**SÉRIE DE TÂCHES**
• a. Indiquez si chacune des affirmations suivantes concorde avec le texte sur la retenue d'impôt à la source, en répondant par oui ou non et en citant les mots décisifs du texte. (i) Le contribuable ou le DPI peut exiger une décision de l'autorité de taxation jusqu'à la fin mars de l'année qui suit l'échéance de la prestation. (ii) La loi sur l'harmonisation des impôts directs des cantons et des communes date du 23 septembre 1994. (iii) L'art. 49 cité dans le texte appartient à la LISP.
• b. Rédigez la suite du texte sur la retenue d'impôt à la source, à partir de sa dernière phrase.

**TEXTE DU DOCUMENT**
⁂
3) a. L'art. 137 al. 1 LIFD prévoit que, lorsque le contribuable ou le DPI conteste le principe même ou le montant de la retenue d'impôt, il peut, jusqu'à la fin mars de l'année qui suit l'échéance de la prestation, exiger que l'autorité de taxation rende une décision relative à l'existence et l'étendue de l'assujettissement. Aux termes de l'art. 138 al. 1 LIFD, lorsque le DPI a opéré une retenue insuffisante ou n'en a effectué aucune, l'autorité de taxation l'oblige à s'acquitter de l'impôt qui n'a pas été retenu. Le droit du DPI de se retourner contre le contribuable est réservé. Des dispositions similaires sont prévues par les art. 21 al. 3 et 4 et 23 de la loi sur l'imposition à la source des personnes physiques et morales du 23 septembre 1994 (LISP - D 3 20) et par l'art. 49 de la loi fédérale sur l'harmonisation des impôts directs des cantons et des communes du 14 décembre 1990 (LHID - RS 642.14).
⁂
**DONNÉES**
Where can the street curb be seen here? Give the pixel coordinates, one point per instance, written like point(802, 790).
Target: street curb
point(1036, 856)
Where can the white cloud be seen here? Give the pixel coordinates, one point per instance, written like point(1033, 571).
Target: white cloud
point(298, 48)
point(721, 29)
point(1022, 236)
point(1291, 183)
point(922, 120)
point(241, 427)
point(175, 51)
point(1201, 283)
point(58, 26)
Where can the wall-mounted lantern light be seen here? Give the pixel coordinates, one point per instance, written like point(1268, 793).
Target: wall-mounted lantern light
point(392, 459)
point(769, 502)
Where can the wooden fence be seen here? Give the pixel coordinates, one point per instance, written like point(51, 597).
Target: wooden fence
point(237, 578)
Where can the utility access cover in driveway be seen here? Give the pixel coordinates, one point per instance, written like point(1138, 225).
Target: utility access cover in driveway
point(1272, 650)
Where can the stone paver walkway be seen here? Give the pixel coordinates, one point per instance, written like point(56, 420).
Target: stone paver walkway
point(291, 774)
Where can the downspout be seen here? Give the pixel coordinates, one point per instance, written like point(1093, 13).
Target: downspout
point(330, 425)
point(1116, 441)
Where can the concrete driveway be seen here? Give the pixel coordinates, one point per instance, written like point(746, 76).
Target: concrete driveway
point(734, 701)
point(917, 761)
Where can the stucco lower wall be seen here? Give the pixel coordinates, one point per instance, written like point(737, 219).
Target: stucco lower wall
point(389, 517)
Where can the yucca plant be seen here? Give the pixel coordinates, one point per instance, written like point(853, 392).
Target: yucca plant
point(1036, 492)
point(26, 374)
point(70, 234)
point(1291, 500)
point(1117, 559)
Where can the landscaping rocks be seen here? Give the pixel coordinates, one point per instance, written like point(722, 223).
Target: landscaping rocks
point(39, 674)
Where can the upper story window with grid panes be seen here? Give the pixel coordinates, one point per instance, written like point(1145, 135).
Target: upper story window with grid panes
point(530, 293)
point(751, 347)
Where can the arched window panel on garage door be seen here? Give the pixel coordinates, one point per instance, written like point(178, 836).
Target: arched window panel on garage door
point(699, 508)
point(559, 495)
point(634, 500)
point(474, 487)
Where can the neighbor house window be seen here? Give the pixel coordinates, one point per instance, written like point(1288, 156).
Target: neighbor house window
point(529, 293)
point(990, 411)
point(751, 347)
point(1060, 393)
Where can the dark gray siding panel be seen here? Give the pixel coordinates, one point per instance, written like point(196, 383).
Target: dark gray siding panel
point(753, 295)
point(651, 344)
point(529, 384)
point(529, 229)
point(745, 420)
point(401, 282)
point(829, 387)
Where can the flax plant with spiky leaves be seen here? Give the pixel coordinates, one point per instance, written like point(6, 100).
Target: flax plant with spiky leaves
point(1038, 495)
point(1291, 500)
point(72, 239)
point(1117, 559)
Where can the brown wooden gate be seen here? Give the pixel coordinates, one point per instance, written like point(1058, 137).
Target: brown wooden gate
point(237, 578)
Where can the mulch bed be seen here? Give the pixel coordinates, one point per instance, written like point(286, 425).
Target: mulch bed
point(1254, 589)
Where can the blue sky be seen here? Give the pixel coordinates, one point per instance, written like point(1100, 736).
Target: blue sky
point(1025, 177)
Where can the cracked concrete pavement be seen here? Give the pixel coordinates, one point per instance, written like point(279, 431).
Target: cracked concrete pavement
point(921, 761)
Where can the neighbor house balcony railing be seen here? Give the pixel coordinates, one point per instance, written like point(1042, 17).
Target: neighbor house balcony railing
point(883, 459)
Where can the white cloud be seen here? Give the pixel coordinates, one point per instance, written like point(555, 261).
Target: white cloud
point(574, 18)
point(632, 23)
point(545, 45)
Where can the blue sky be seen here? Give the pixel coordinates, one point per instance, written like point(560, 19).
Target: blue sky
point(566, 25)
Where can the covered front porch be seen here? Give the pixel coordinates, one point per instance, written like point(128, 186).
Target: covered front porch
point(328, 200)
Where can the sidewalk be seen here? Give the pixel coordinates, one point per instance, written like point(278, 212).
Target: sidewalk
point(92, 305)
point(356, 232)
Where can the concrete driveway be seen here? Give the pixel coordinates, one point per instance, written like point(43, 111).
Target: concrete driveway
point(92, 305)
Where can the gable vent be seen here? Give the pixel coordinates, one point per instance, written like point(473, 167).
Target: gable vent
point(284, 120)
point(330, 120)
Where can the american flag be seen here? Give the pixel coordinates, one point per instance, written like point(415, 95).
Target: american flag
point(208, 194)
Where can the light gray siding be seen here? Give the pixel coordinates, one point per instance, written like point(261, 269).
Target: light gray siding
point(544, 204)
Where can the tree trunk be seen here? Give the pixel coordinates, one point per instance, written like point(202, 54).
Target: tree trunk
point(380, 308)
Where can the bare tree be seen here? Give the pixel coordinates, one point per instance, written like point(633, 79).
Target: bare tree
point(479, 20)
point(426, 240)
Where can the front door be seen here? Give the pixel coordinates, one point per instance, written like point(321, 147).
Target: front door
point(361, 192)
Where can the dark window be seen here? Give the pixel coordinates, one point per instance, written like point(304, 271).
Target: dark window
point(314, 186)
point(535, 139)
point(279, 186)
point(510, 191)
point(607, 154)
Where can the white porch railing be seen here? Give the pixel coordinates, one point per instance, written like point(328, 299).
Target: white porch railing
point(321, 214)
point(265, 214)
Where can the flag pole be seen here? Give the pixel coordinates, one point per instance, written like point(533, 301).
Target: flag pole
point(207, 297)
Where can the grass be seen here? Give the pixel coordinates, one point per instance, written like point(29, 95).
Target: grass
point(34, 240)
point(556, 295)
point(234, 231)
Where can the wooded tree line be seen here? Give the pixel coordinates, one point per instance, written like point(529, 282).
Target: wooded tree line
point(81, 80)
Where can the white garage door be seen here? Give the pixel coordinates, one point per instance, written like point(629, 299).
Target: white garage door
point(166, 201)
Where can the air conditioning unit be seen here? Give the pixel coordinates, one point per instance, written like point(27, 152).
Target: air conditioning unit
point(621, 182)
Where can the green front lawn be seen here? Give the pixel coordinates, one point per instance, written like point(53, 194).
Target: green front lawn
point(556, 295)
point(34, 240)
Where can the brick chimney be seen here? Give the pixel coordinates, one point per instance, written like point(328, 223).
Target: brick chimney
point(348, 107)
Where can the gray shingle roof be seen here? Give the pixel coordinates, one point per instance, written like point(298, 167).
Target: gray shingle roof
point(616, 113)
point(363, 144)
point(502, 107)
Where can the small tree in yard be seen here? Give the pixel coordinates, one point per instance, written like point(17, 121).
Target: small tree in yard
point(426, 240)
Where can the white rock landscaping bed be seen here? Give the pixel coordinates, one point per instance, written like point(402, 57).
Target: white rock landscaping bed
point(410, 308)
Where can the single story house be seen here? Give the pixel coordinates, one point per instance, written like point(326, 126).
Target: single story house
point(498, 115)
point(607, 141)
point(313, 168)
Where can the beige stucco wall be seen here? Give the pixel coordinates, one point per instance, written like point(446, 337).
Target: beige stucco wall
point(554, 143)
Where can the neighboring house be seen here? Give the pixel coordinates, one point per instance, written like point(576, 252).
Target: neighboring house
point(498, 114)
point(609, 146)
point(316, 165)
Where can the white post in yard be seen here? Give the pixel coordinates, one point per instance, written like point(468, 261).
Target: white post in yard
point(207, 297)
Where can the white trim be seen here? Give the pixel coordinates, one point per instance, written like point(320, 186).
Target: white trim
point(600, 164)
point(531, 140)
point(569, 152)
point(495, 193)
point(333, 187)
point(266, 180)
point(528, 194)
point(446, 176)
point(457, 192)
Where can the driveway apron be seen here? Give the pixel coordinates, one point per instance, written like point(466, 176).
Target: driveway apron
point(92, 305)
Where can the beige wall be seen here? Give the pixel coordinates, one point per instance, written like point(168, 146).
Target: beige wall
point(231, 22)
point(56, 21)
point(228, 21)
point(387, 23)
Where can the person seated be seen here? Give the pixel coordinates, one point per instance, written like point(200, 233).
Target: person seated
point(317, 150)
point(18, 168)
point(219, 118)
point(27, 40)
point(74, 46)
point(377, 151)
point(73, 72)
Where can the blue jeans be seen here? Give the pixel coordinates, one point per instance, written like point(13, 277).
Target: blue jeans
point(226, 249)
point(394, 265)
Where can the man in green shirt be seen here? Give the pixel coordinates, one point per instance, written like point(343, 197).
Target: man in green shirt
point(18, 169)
⁂
**RÉSULTATS DE L'EXERCICE**
• a.
(i) Oui : « jusqu'à la fin mars de l'année qui suit l'échéance de la prestation, exiger que l'autorité de taxation rende une décision ».
(ii) Non : « loi fédérale sur l'harmonisation des impôts directs des cantons et des communes du 14 décembre 1990 ».
(iii) Non : « par l'art. 49 de la loi fédérale sur l'harmonisation des impôts directs des cantons et des communes ».

• b.
Ces dispositions doivent être interprétées en ce sens qu'après l'échéance du délai à fin mars, il n'est plus possible de soulever des contestations sur le principe de l'assujettissement fiscal, mais que seule demeure la possibilité de critiquer la somme de la retenue d'impôt et cela soit en faveur du fisc, soit en faveur du contribuable (ATF 144 II 313 consid. 6.2).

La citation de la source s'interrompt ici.